### [Text block]
'''

10 YEARS AFTER LAUNCH, SIX-WAY TALKS REMAIN EFFECTIVE TOOL TO DENUKE NORTH
Yonhap, August 27, 2013
SEOUL. Aug. 27 (Yonhap) -- Ten years after the six-party talks' launch, the multilateral dialogue has fallen short of disarming North Korea, but the now long-stalled talks are still seen as an effective tool to denuclearize the communist country, analysts said Tuesday.
On Aug. 27, 2003, six nations - the two Koreas, the United States, China, Russia and Japan -- opened their first negotiations in Beijing in multilateral efforts to end the North's nuclear program, deemed a security threat to the region.
The advent of the six-party talks followed escalating security concerns surrounding the reclusive North's growing nuclear capacities.
Amid rising U.S. allegations that the North started an illegal enriched uranium weapons program, the North withdrew in January 2003 from the Nuclear Non-proliferation Treaty, an international treaty to prevent the spread of nuclear weapons, triggering anxieties among neighbors over the North's nuclear ambitions.
Washington's previous attempts to denuclearize the North also ended in failure when the North defaulted in 2002 on the Agreed Framework, under which the North agreed in 1994 with the U.S. to freeze its plutonium-producing nuclear facilities.

'''

### [Assigned task 1]
According to the article on the six-party talks, in which city did the six nations open their first negotiations on Aug. 27, 2003?
### [Assigned task 2]
Write out the article on the six-party talks from "On Aug. 27, 2003, six" up to and including "North's nuclear ambitions.".

### [Data shown]
'''

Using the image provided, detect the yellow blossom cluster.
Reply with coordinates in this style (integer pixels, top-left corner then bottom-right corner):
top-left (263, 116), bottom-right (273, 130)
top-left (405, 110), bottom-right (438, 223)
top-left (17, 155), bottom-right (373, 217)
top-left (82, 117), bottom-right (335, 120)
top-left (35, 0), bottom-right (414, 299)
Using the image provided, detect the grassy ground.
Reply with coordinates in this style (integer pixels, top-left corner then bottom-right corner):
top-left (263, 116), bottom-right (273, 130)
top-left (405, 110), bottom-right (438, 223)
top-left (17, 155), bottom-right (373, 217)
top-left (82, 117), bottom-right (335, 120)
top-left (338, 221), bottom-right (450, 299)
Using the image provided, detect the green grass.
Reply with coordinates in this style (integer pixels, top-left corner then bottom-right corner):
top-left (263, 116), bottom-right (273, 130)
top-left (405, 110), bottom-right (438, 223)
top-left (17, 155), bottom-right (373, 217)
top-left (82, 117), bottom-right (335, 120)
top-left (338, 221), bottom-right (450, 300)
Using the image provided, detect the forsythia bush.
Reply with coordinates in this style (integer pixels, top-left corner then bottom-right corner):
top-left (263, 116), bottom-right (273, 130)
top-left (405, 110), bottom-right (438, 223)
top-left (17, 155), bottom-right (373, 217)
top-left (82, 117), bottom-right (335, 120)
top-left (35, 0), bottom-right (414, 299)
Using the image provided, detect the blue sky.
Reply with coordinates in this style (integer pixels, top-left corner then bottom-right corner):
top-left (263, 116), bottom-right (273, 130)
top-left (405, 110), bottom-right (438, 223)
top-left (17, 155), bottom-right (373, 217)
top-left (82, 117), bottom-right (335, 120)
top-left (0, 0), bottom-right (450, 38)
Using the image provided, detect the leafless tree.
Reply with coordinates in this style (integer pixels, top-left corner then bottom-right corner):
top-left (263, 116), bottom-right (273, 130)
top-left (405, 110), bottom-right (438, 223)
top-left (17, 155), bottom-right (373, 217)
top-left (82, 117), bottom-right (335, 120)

'''
'''

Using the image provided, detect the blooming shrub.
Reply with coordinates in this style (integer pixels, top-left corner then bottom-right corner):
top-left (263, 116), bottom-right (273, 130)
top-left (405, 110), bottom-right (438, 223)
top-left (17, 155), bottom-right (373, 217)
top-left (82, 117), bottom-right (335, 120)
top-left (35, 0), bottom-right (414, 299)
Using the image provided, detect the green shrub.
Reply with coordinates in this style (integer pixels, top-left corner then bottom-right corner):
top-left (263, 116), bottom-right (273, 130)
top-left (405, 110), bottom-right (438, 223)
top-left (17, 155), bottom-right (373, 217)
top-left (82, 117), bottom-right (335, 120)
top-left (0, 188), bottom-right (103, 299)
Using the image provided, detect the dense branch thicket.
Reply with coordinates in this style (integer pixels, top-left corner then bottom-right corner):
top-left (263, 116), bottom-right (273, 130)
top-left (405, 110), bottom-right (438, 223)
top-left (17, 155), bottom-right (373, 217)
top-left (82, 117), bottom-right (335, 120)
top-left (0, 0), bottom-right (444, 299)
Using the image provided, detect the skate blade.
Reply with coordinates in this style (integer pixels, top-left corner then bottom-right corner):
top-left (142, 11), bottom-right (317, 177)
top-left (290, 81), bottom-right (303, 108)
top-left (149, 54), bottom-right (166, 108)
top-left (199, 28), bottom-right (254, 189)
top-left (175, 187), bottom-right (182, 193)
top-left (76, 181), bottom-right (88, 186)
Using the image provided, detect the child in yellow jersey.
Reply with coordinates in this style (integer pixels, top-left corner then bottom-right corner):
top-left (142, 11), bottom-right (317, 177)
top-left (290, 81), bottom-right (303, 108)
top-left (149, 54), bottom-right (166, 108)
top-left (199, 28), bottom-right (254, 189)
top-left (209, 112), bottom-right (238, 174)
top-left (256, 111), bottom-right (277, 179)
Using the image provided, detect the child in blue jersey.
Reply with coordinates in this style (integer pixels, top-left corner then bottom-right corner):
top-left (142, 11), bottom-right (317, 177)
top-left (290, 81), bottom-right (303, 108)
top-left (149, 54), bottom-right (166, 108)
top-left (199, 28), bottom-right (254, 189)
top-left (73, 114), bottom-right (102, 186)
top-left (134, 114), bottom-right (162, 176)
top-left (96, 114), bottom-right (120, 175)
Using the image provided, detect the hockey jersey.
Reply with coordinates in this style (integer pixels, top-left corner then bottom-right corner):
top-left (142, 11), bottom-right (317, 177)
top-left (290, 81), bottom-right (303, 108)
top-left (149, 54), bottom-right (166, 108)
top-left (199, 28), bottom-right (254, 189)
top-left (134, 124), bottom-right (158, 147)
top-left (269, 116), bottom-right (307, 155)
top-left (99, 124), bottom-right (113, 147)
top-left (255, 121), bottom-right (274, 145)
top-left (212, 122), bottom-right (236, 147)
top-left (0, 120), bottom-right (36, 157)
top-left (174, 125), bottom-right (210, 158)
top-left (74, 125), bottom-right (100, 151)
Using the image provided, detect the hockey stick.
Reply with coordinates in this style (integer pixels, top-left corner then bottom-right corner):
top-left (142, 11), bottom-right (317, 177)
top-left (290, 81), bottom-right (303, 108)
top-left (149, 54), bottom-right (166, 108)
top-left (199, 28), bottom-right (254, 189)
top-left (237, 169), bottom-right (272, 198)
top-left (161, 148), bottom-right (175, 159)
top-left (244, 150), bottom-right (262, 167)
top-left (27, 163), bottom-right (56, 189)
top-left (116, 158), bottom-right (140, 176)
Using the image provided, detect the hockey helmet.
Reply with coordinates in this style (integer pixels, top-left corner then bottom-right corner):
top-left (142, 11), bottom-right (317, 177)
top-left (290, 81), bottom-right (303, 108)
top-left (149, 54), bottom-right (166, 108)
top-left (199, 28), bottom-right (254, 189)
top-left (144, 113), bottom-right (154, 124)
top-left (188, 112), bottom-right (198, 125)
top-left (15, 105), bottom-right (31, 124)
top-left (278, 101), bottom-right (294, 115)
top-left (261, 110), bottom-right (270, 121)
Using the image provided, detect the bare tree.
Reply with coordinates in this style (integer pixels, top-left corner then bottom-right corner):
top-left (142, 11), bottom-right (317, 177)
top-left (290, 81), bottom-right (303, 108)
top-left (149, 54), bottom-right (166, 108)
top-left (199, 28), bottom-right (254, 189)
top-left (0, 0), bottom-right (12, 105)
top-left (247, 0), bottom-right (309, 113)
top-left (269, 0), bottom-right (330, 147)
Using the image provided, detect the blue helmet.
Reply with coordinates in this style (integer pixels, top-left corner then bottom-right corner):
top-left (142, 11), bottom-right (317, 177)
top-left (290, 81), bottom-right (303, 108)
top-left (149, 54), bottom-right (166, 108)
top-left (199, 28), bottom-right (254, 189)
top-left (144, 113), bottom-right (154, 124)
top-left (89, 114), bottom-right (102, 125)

'''

### [Answer space 1]
Beijing

### [Answer space 2]
On Aug. 27, 2003, six nations - the two Koreas, the United States, China, Russia and Japan -- opened their first negotiations in Beijing in multilateral efforts to end the North's nuclear program, deemed a security threat to the region.
The advent of the six-party talks followed escalating security concerns surrounding the reclusive North's growing nuclear capacities.
Amid rising U.S. allegations that the North started an illegal enriched uranium weapons program, the North withdrew in January 2003 from the Nuclear Non-proliferation Treaty, an international treaty to prevent the spread of nuclear weapons, triggering anxieties among neighbors over the North's nuclear ambitions.